_The task_
Locate each line below that contains the word "white" and copy those lines, treating uppercase and lowercase letters as different.
--- start Extracted entries ---
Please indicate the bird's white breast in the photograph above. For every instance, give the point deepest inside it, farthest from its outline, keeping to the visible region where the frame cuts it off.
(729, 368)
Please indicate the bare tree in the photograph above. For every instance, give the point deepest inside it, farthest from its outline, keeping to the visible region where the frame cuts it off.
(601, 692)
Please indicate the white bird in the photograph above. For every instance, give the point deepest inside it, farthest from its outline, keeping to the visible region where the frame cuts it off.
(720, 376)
--- end Extracted entries ---
--- start Extracted entries ---
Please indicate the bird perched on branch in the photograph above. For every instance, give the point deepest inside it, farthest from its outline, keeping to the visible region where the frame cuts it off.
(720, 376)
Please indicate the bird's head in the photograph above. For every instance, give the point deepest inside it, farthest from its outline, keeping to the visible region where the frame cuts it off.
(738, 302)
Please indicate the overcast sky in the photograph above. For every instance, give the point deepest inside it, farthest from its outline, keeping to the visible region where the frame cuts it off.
--- end Extracted entries ---
--- start Extracted entries ---
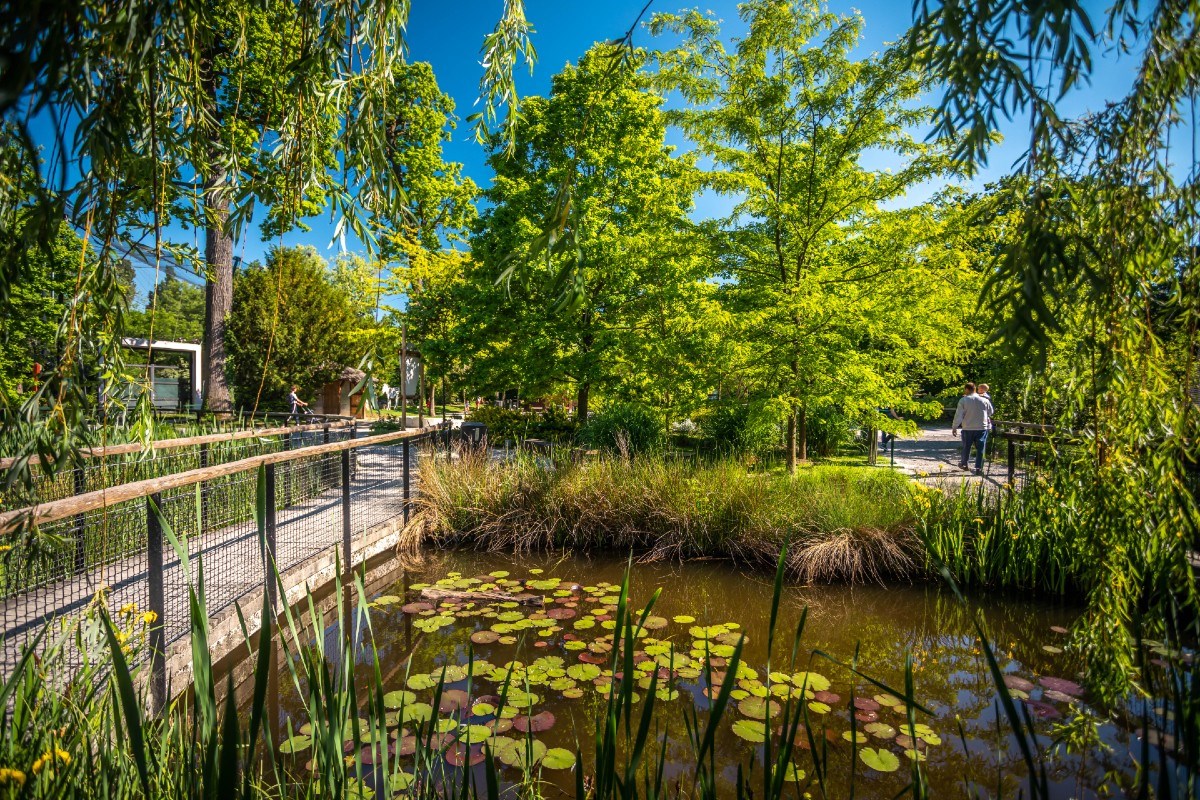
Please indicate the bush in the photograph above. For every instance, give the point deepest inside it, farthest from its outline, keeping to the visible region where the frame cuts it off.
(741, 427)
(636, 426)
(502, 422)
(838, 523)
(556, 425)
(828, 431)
--- end Extracted entries ---
_Response_
Please indicate the bird's white breast in the photograph above. For every instance, give the point deepest inside it, farthest from its outline, keeping to the visible region where the frame cuts it off.
Please indicate the white bird in the photograph above. For every instance, give the point deepest inside it, farthest from its outline, keeping to the visible region where the frame cuts it off.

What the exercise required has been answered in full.